Kutipan Teks:

PNS Bisa Kerja di Mana Saja, Kira-kira Kayak Gimana Jadinya?

Jakarta, CNBC Indonesia - Pemerintah tengah menggagas skema kerja baru untuk Pegawai Negeri Sipil (PNS) yakni kerja dari mana saja (Work From Anywhere/WFH). Namun, WFA juga memiliki tantangan berat termasuk mengalihkan pegawai dari kebiasaan bermain media sosial (medsos).
Bekerja dari jauh atau dari mana saja sebenarnya bukanlah cara yang benar-benar baru. Jauh sebelum kata WFH populer, orang sudah mengenal telework untuk bekerja bukan dari kantor.
Oswar Mungkasa1 dari Kementerian Perencanaan Pembangunan Nasional/Bappenas Republik Indonesia dalam jurnalnya Bekerja dari Rumah (Working From Home/WFH): Menuju Tatanan Baru Era Pandemi COVID 19 mengatakan istilah bekerja jarak jauh pertama kali muncul dalam buku The Human Use of Human Beings Cybernetics and Society oleh Norbert Wiener pada tahun 1950 yang menggunakan istilah telework.
Pemerintah Federal Amerika Serikat bahkan sudah membuka pilihan bekerja jarak jauh secara resmi pada awal tahun 1990-an.
OWL Labs bekerja sama dengan Global Workplace Analytics melakukan survei kepada 2.050 pekerja penuh waktu Amerika Serikat (AS) mengenai dampak dan pengalaman mereka selama WFH di masa pandemi Covid-19.
Sebanyak 57% pekerja yang disurvei memilih untuk bekerja dari rumah dibandingkan kantor. Hanya 36% responden yang mengatakan bahwa kantor adalah tempat terbaik untuk bekerja.
Sebanyak 70% yang disurvei juga memilih rapat kerja secara virtual. Tingkat stres saat rapat virtual lebih kecil jika dibandingkan dengan rapat tatap muka. Sebanyak 64% yang disurvei juga menginginkan kerja secara hybrid jika harus ada kewajiban ke kantor.
Sebanyak 83% responden mengaku WFH membuat mereka sama produktifnya dibandingkan bekerja di kantor. Tiga dari empat orang responden atau 74% mengaku lebih sehat secara mental setelah bekerja secara remote. Yang mengejutkan, 38% responden bersedia jika pendapatannya dipotong 5% asal diizinkan kerja secara remote. Satu dari empat responden juga menjawab bahwa mereka akan berhenti kerja jika kantor mereka tidak mengizinkan kembali WFH.
Dari ribuan pemberi kerja yang disurvei, hanya 39% dari pemberi kerja yang menuntut kerja office penuh.

Tugas 1: Kembalikan bagian kutipan teks di atas yang diawali dengan "Jakarta, CNBC Indonesia" dan berlanjut sampai "bukan dari kantor.".
Tugas 2:
Jawab pertanyaan berikut berdasarkan kutipan teks di atas.
(a) Kapan Pemerintah Federal Amerika Serikat membuka pilihan bekerja jarak jauh secara resmi?
(b) Berapa jumlah pekerja penuh waktu Amerika Serikat yang disurvei oleh OWL Labs bersama Global Workplace Analytics?
(c) Berapa persen responden yang bersedia pendapatannya dipotong 5% asal diizinkan bekerja secara remote?

Data Tersimpan:
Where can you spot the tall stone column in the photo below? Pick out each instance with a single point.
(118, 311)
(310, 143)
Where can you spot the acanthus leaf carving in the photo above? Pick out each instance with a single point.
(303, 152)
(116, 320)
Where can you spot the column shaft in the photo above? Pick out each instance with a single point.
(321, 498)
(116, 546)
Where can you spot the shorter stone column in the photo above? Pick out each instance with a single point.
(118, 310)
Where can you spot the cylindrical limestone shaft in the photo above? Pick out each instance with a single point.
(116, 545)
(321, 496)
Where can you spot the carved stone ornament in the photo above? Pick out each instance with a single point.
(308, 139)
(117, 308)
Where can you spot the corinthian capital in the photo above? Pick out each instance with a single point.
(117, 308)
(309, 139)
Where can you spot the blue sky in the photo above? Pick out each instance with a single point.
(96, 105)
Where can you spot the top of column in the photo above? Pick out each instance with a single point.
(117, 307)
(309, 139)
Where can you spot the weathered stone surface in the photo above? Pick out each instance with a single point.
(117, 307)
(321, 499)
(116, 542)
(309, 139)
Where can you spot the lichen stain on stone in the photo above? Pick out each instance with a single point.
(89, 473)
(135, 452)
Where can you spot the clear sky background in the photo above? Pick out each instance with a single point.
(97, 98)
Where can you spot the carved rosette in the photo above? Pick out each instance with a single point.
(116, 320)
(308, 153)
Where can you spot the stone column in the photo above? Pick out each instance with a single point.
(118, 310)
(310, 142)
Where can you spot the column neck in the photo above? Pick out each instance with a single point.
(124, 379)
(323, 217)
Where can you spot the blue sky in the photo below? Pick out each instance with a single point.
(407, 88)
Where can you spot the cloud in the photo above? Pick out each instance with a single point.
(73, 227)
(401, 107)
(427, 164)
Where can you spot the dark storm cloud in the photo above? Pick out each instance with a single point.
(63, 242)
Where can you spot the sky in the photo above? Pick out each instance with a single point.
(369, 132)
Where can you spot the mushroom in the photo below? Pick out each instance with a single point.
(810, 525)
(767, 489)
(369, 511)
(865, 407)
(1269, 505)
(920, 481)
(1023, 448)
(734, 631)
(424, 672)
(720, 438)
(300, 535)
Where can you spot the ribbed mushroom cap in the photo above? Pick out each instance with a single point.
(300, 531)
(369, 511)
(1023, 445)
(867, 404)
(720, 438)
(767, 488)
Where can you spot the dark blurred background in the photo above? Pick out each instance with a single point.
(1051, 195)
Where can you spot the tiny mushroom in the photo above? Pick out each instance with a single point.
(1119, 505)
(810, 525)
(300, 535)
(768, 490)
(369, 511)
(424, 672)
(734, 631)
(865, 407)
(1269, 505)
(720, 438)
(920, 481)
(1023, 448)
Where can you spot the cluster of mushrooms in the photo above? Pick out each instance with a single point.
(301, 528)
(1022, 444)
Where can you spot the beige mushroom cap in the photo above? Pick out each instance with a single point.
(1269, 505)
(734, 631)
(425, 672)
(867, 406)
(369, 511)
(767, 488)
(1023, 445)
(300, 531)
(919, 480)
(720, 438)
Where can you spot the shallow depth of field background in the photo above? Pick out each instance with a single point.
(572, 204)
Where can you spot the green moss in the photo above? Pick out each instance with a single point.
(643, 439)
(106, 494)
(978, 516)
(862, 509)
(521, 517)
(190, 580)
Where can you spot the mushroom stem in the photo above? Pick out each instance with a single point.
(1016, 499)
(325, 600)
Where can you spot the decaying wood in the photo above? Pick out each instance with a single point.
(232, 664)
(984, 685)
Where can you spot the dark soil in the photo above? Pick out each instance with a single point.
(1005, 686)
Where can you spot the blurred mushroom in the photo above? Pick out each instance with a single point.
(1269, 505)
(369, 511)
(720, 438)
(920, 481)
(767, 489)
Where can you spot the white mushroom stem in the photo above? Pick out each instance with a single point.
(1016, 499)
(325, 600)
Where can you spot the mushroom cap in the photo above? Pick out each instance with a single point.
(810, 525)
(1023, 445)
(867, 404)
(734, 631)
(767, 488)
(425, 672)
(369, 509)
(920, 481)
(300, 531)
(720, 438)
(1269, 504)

---

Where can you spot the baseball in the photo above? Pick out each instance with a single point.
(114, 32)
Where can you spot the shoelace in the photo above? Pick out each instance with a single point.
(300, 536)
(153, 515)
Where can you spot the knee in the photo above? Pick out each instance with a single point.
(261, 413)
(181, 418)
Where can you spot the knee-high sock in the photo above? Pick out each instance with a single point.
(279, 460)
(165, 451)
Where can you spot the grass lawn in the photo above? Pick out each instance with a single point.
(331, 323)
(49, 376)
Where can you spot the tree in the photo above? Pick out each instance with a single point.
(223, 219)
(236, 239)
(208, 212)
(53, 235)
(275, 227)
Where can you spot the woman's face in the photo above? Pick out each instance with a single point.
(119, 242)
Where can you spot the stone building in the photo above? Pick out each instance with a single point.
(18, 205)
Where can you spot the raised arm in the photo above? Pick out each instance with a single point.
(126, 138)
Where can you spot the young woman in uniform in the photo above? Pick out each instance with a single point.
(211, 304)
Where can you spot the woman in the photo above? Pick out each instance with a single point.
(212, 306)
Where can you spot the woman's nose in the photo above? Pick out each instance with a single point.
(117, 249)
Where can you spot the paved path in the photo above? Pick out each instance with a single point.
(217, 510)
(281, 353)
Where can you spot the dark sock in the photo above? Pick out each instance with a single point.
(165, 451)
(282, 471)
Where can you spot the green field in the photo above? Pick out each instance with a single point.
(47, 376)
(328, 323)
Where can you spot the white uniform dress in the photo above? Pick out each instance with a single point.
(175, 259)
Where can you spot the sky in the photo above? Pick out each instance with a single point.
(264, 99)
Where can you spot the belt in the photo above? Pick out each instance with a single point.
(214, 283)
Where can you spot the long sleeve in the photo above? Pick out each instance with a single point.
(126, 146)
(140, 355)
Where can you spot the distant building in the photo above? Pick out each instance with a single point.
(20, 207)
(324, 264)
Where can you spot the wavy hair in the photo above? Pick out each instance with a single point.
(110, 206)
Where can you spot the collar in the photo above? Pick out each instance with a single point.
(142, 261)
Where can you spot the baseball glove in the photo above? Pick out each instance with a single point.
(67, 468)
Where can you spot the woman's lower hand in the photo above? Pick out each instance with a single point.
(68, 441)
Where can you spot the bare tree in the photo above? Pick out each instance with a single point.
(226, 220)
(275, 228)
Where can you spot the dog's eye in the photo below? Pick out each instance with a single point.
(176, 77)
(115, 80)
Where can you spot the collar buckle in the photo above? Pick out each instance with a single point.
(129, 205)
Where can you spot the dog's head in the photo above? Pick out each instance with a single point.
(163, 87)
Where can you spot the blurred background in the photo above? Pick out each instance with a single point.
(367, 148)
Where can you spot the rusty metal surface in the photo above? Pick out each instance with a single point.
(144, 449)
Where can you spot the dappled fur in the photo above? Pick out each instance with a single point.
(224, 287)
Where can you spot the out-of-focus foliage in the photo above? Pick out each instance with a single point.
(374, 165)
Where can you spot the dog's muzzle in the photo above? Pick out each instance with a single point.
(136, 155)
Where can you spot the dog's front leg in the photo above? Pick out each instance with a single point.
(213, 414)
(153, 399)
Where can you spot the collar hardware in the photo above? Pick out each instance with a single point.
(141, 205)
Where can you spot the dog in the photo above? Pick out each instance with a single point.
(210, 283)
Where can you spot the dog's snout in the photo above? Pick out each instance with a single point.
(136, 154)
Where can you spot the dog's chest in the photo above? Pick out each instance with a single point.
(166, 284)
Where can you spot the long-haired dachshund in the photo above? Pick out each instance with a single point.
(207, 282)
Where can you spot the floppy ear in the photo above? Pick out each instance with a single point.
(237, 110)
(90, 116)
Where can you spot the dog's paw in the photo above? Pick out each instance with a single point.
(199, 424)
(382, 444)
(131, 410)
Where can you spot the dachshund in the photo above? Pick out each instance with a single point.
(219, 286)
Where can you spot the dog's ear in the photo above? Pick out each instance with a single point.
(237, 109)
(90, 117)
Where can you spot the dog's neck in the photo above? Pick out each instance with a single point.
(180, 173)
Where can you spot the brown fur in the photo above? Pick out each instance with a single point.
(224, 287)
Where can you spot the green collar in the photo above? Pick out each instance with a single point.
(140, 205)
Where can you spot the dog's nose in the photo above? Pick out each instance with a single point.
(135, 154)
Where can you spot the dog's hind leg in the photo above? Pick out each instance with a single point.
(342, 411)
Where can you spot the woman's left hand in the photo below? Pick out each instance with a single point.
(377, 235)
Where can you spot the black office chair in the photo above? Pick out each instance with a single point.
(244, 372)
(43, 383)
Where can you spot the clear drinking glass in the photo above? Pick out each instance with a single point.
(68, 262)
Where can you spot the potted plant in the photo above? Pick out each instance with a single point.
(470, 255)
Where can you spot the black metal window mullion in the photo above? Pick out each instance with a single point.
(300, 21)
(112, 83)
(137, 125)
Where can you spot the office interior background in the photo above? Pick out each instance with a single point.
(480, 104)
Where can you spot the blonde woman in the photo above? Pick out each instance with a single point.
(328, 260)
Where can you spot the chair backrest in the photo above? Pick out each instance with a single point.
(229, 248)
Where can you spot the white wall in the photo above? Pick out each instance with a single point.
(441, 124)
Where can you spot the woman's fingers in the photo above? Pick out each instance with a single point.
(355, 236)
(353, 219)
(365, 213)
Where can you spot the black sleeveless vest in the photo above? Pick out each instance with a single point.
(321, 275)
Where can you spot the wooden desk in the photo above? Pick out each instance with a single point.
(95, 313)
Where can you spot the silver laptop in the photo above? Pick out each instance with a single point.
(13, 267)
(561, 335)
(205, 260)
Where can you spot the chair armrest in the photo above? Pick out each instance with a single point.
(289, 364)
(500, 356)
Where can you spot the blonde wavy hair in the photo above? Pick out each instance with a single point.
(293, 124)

--

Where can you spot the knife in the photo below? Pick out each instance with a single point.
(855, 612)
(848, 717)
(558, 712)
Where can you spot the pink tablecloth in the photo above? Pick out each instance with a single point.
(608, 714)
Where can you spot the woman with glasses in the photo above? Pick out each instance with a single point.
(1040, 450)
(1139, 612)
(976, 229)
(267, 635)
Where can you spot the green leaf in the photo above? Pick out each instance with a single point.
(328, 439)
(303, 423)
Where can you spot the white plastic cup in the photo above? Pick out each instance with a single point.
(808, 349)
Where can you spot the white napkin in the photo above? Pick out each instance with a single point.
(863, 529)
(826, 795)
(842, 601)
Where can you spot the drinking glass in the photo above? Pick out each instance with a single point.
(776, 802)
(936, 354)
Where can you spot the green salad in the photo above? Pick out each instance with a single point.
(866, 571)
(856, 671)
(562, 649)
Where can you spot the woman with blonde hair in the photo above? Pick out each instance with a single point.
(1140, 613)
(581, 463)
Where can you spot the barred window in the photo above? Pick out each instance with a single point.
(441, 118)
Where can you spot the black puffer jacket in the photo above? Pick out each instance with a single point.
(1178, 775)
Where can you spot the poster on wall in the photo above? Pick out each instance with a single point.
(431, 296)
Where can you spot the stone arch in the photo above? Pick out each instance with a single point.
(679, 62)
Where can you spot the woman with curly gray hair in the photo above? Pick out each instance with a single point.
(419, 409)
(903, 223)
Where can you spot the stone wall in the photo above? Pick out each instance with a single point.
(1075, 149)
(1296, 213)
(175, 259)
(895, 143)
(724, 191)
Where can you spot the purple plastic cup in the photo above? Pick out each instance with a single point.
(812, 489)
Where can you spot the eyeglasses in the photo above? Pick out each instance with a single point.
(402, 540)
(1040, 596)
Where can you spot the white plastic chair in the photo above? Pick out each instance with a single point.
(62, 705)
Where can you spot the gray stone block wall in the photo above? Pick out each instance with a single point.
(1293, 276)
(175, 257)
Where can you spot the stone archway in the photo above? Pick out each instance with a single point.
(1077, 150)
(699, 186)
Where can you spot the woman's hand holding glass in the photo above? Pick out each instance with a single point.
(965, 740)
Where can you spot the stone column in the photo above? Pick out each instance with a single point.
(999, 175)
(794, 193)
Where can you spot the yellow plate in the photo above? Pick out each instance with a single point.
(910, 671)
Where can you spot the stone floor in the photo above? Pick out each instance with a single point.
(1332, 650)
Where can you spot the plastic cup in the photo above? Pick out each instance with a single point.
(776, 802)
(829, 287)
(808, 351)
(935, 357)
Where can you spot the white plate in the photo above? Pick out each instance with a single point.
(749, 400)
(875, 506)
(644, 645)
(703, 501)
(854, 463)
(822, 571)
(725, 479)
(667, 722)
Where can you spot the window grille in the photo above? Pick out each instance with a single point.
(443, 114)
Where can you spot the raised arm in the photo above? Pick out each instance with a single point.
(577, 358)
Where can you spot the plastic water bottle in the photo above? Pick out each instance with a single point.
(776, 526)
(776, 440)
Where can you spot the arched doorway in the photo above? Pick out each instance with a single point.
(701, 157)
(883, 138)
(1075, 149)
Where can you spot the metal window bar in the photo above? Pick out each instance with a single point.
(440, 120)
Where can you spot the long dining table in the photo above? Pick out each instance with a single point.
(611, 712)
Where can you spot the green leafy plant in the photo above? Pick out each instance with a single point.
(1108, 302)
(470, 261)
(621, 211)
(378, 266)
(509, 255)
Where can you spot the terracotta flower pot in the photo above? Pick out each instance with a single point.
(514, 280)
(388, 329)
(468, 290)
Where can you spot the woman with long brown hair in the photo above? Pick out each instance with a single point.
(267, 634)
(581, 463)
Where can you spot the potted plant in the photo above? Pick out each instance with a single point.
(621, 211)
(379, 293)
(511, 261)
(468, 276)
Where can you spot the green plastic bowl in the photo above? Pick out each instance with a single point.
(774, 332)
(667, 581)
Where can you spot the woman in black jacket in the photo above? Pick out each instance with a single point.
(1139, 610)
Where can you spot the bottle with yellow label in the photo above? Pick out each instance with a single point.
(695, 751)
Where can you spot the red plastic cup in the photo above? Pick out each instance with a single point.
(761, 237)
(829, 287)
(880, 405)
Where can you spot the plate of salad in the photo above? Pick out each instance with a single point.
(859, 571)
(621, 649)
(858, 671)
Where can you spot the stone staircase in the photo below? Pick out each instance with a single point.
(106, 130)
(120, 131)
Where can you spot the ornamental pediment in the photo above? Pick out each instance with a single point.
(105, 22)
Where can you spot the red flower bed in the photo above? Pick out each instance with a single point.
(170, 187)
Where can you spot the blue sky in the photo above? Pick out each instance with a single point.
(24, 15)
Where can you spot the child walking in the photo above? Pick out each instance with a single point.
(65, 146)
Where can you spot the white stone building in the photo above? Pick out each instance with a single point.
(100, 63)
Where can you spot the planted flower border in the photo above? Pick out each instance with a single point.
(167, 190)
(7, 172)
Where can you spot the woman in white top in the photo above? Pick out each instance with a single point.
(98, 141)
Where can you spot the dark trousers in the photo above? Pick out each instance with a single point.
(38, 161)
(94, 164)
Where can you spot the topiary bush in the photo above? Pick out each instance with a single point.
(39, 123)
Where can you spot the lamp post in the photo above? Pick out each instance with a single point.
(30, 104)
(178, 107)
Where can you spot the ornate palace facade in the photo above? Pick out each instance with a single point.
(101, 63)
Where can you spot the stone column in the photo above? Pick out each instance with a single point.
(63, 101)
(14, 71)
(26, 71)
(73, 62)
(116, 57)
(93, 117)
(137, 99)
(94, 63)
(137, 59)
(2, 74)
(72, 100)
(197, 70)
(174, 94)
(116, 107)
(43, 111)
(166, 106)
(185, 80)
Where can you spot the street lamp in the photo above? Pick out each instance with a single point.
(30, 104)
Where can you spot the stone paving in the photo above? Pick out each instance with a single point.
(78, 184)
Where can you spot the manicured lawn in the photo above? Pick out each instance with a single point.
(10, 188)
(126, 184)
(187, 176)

Jawaban Tertulis 1:
Jakarta, CNBC Indonesia - Pemerintah tengah menggagas skema kerja baru untuk Pegawai Negeri Sipil (PNS) yakni kerja dari mana saja (Work From Anywhere/WFH). Namun, WFA juga memiliki tantangan berat termasuk mengalihkan pegawai dari kebiasaan bermain media sosial (medsos).
Bekerja dari jauh atau dari mana saja sebenarnya bukanlah cara yang benar-benar baru. Jauh sebelum kata WFH populer, orang sudah mengenal telework untuk bekerja bukan dari kantor.

Jawaban Tertulis 2:
(a) Pada awal tahun 1990-an.
(b) 2.050 pekerja.
(c) 38%.